Description of the task:
Below is a listing; reproduce each line of it exactly.

/---

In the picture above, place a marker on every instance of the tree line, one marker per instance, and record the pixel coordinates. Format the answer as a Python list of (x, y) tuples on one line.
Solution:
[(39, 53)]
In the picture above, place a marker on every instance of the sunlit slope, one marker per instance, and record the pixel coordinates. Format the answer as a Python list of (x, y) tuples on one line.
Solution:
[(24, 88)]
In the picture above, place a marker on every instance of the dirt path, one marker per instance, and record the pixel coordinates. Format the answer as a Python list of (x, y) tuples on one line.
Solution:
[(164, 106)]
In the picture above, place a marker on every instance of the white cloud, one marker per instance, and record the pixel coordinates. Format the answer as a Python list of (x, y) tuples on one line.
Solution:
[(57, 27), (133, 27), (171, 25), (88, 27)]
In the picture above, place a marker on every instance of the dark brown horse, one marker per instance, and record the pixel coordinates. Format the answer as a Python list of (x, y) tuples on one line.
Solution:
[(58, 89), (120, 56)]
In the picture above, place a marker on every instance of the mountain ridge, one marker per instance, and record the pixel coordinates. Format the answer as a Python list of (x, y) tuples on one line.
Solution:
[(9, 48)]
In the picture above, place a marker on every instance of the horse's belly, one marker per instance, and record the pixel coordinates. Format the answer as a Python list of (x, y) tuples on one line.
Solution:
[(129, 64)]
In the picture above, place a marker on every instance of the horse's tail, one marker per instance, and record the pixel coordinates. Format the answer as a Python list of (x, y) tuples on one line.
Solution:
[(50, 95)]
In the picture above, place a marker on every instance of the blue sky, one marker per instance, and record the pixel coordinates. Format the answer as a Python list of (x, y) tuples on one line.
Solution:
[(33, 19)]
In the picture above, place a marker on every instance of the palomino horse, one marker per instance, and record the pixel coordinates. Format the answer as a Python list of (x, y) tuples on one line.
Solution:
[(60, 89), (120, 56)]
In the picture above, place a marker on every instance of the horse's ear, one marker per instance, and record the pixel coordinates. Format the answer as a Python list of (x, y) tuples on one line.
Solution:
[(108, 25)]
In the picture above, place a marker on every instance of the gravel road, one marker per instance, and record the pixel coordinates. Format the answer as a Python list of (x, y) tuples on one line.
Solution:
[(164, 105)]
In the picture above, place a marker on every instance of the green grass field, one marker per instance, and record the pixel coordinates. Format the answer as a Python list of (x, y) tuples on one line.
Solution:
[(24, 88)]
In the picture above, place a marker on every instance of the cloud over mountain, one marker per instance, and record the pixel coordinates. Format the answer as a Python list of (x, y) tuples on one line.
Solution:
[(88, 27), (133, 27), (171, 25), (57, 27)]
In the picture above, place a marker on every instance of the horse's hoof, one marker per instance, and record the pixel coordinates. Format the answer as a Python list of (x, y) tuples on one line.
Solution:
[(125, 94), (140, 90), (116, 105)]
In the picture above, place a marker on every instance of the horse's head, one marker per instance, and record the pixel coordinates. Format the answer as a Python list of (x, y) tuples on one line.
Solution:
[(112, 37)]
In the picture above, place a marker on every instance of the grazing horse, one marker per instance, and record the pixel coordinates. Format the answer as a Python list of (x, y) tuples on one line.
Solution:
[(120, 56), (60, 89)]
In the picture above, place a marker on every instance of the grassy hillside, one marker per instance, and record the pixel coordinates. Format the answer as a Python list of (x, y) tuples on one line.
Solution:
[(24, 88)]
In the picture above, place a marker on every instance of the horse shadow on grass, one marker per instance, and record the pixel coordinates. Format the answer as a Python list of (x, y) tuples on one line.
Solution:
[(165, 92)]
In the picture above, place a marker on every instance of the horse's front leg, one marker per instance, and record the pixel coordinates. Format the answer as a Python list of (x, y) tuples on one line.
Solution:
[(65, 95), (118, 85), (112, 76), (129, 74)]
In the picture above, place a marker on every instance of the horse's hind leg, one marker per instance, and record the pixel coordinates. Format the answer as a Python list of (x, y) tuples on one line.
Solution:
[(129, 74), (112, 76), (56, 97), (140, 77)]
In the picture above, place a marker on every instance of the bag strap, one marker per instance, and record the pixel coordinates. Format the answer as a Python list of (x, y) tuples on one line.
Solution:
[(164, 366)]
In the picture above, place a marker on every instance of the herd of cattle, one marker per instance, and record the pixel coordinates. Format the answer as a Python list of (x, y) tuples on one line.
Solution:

\---

Result:
In the picture above, place a marker on every instance of the tree line, one marker per instance, and record the pixel coordinates. Format the answer as a Python list of (x, y) tuples on one line.
Solution:
[(39, 53)]
In the picture above, place a marker on every instance of the sunlit slope, one marker per instance, and record the pixel coordinates. Format the answer as a Python list of (x, y) tuples on one line.
Solution:
[(24, 88)]
In the picture above, place a marker on every instance of the dirt path, one marker per instance, and record the pixel coordinates. Format the answer as a Python list of (x, y) tuples on one line.
Solution:
[(164, 106)]
In the picture above, place a marker on every instance of the white cloud, one marker per instance, and record the pixel coordinates. Format the answer as a Python list of (x, y) tuples on one line.
Solution:
[(57, 27), (133, 27), (171, 25), (88, 27)]
In the picture above, place a marker on every instance of the dark brown horse, one marker per instance, and record the pixel coordinates. Format the answer as a Python list of (x, y) tuples on one line.
Solution:
[(58, 89), (120, 56)]
In the picture above, place a marker on every instance of the mountain ridge, one marker per instance, and record the pixel coordinates. Format the answer as a Python list of (x, y) tuples on one line.
Solution:
[(9, 48)]
In the picture above, place a marker on every instance of the horse's belly, one marker per instance, and record the pixel coordinates. Format the answer as a Python list of (x, y) tuples on one line.
Solution:
[(129, 64)]
In the picture above, place a marker on every instance of the horse's tail, one marker per instance, and record the pixel coordinates. Format the answer as a Python list of (x, y) tuples on one line.
Solution:
[(50, 95)]
In the picture above, place a marker on every instance of the blue sky, one marker per instance, and record the pixel coordinates. Format the answer as a Python list of (x, y) tuples on one line.
Solution:
[(33, 19)]
In the picture above, place a marker on every instance of the palomino horse, one marker per instance, and record the pixel coordinates. Format the answer as a Python list of (x, y) tuples on one line.
Solution:
[(60, 89), (120, 56)]
In the picture above, place a marker on every instance of the horse's ear, one marker per instance, and record the pixel coordinates. Format the answer as a Python list of (x, y) tuples on one line.
Solution:
[(108, 25)]
In the picture above, place a marker on every instance of the gravel road, one marker per instance, and record the pixel coordinates. Format the answer as a Python list of (x, y) tuples on one line.
Solution:
[(164, 105)]
In the picture above, place a marker on every instance of the green grass field, one marker per instance, and record the pixel coordinates. Format the answer as a Python list of (x, y) tuples on one line.
Solution:
[(24, 88)]
In the picture above, place a marker on every instance of the cloud over mountain, one marker per instance, and record the pixel coordinates. Format the answer as a Python list of (x, y) tuples on one line.
Solution:
[(88, 27), (133, 27), (171, 25), (57, 27)]
In the picture above, place a marker on every instance of the horse's hoof, one marker per instance, and record the pixel coordinates. Format the answer as a Python list of (x, y) tuples on one line.
Solution:
[(125, 94), (140, 90), (116, 105)]
In the picture above, place a marker on every instance of the horse's head, one marker per instance, and record the pixel coordinates. Format the answer as a Python list of (x, y) tuples on one line.
Solution:
[(112, 37)]
In the picture above, place a marker on every instance of the grazing horse, one marker per instance, and record the pixel coordinates. Format the answer as a Python list of (x, y) tuples on one line.
Solution:
[(120, 56), (60, 89)]
In the picture above, place a marker on every instance of the grassy hillside, one marker per instance, and record the pixel coordinates. Format the answer as a Python list of (x, y) tuples on one line.
Solution:
[(24, 88)]
In the picture above, place a marker on every instance of the horse shadow on grass, one marker per instance, and record the pixel coordinates. Format the answer as a Python list of (x, y) tuples on one line.
Solution:
[(165, 92)]
In the picture above, place a marker on every instance of the horse's front leg, one marker per instance, and record the pixel coordinates. Format the answer as a Python list of (x, y) tuples on one line.
Solution:
[(65, 95), (118, 85), (112, 76), (129, 74)]
In the picture above, place a marker on every instance of the horse's hind leg, one marker per instance, and record the pixel coordinates. Format the answer as a Python list of (x, y) tuples on one line.
Solution:
[(129, 74), (112, 76), (56, 97), (140, 77)]
In the picture above, place a marker on every instance of the bag strap, one marker per instance, and record the pixel coordinates. Format the answer as a Python list of (x, y) tuples on one line.
Solution:
[(164, 366)]
In the picture above, place a marker on every instance of the herd of cattle, one marker per instance, and record the pixel coordinates. Format the answer as a Python list of (x, y) tuples on one line.
Solution:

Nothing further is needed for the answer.